:: DATA FOR ANALYSIS ::
--*--
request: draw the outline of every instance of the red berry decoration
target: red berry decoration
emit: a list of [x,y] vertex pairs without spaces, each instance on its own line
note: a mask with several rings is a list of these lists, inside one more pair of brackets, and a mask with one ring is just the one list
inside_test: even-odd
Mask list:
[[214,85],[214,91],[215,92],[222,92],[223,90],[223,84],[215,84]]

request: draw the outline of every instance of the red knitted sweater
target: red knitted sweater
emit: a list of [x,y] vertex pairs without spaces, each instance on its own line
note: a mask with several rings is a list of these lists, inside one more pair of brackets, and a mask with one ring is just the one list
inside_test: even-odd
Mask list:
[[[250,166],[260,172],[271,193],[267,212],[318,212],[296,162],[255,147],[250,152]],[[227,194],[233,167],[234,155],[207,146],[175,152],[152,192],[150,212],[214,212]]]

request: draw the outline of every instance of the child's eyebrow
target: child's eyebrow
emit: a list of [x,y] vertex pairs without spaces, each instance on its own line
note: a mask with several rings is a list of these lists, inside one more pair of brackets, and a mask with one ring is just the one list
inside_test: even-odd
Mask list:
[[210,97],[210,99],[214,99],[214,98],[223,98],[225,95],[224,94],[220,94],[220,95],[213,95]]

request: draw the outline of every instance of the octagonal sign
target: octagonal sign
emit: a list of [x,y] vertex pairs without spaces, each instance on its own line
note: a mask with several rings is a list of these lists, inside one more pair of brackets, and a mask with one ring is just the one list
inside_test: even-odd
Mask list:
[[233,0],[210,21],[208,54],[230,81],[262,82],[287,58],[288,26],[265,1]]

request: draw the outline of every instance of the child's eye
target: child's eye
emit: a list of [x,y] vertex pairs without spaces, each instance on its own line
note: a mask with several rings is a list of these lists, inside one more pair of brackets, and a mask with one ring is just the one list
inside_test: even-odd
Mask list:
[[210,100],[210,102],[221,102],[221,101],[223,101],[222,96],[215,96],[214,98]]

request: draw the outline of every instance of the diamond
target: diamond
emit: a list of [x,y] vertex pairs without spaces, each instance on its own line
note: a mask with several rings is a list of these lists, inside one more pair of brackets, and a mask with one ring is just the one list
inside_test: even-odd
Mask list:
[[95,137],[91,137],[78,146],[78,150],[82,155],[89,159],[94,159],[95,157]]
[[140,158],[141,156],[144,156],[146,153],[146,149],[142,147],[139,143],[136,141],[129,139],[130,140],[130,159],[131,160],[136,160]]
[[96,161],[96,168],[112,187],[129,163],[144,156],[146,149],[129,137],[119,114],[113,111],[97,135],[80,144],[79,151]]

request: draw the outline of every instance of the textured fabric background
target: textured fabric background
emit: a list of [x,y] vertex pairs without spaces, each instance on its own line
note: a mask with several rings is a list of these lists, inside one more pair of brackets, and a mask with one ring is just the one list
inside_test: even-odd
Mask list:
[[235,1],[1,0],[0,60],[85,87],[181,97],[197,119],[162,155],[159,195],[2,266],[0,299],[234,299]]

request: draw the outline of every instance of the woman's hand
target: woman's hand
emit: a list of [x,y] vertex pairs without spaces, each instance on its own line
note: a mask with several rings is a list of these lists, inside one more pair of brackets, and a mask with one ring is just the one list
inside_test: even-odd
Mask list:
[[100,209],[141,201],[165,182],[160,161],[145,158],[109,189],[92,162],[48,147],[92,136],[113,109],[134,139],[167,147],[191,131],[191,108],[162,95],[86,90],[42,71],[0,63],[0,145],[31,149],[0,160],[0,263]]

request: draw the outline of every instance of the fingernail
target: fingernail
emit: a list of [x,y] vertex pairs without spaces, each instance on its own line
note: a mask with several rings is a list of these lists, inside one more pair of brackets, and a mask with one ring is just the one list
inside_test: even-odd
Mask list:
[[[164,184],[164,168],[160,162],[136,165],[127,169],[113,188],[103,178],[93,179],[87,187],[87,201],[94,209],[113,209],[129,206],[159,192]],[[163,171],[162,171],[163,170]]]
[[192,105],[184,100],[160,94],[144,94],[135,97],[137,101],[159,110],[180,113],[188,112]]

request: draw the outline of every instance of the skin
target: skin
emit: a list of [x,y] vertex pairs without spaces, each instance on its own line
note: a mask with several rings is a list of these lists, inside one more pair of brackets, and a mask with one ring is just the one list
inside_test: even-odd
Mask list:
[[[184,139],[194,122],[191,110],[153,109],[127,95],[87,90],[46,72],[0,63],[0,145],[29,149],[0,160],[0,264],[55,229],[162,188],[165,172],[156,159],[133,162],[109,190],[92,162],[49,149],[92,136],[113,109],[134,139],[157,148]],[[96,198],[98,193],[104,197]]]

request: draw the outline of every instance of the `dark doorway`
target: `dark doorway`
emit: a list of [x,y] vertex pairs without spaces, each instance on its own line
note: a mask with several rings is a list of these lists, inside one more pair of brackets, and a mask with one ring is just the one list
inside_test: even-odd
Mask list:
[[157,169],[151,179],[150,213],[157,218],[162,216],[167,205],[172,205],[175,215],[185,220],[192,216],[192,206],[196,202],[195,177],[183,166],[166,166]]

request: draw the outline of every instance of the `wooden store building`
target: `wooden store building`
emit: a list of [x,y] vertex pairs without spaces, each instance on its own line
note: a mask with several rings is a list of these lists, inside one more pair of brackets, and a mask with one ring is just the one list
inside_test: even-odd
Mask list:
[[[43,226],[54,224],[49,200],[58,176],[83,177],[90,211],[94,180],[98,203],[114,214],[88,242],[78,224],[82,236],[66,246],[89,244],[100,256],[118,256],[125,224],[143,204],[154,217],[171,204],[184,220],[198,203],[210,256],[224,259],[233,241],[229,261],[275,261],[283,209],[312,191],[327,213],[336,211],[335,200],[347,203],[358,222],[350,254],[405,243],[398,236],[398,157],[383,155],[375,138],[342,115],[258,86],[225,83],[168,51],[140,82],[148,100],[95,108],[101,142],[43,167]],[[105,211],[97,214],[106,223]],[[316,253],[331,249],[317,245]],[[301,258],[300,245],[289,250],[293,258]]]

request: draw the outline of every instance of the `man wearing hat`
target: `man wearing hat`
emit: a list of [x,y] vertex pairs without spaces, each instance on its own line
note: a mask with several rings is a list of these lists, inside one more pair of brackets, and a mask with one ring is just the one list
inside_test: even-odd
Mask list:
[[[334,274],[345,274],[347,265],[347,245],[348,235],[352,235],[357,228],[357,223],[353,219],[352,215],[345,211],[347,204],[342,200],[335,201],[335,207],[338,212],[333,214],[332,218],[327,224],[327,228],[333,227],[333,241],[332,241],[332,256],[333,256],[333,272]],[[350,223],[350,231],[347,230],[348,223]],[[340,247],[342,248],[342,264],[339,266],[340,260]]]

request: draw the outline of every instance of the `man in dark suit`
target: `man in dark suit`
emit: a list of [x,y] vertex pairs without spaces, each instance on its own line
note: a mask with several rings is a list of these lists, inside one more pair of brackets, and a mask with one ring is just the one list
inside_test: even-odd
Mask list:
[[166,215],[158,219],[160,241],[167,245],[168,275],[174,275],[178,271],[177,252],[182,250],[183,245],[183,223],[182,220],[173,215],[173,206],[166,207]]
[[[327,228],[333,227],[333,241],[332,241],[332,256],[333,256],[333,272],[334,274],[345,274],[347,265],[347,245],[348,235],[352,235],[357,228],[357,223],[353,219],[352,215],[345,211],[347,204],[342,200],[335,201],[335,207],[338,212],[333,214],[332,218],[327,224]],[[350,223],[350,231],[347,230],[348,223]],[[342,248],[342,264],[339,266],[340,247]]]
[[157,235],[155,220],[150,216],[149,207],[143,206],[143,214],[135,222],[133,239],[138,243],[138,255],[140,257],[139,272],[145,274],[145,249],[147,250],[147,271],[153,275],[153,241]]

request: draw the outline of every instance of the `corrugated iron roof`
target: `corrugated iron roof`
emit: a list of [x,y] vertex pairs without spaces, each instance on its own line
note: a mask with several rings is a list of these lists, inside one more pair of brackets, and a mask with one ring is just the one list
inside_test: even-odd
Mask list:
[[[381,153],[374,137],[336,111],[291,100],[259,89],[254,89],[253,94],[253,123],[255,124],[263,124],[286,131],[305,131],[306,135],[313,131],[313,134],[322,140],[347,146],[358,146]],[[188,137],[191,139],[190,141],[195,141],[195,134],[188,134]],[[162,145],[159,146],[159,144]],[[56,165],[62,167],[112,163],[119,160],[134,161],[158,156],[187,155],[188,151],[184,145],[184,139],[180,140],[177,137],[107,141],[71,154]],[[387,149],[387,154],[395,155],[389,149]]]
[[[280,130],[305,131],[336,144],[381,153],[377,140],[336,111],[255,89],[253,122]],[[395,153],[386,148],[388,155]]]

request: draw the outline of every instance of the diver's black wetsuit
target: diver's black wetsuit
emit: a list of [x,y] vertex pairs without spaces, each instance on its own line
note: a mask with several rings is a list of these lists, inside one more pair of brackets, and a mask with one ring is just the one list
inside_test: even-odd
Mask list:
--*--
Scan the data above and copy each line containing the word "diver".

request: draw the outline of every instance of the diver's black wetsuit
target: diver's black wetsuit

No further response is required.